Given task:
Convert the records below into a JSON list of strings, one string per line, omitting any blank lines.

Records provided:
------------------------------------------------

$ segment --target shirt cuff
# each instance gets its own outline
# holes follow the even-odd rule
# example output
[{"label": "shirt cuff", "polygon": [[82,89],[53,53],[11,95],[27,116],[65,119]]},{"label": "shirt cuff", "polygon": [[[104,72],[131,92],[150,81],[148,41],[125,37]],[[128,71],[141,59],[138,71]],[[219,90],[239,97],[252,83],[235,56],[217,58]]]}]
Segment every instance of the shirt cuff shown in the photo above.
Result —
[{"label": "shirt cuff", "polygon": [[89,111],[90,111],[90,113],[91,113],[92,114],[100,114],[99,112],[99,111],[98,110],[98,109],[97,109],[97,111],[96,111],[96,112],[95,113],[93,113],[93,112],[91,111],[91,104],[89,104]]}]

------------------------------------------------

Written solution:
[
  "$ segment --target shirt cuff",
  "# each instance gets its own outline",
  "# holes follow the even-odd rule",
  "# example output",
  "[{\"label\": \"shirt cuff\", \"polygon\": [[82,89],[53,53],[11,95],[27,116],[65,119]]},{\"label\": \"shirt cuff\", \"polygon\": [[[104,72],[131,92],[150,81],[148,41],[125,37]],[[128,71],[141,59],[138,71]],[[219,90],[239,97],[252,83],[235,56],[217,58]]]}]",
  "Segment every instance of the shirt cuff shown in the photo above.",
  "Result —",
  "[{\"label\": \"shirt cuff\", \"polygon\": [[89,111],[90,111],[90,113],[91,113],[92,114],[100,114],[99,112],[99,111],[98,110],[98,109],[97,109],[97,111],[96,111],[96,112],[95,113],[93,113],[93,112],[91,111],[91,104],[89,104]]}]"
]